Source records
=-=-=-=-=

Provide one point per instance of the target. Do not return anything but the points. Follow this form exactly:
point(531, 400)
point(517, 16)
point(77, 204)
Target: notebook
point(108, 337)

=-=-=-=-=

> _Exercise task_
Can you set out every line of the entries above as a numbered list, leaving out any blank lines?

> _Output for this task_
1. Provide one point per instance of the target. Do not return anything but the points. Follow this form exactly:
2. point(531, 400)
3. point(517, 16)
4. point(77, 204)
5. Target: notebook
6. point(108, 337)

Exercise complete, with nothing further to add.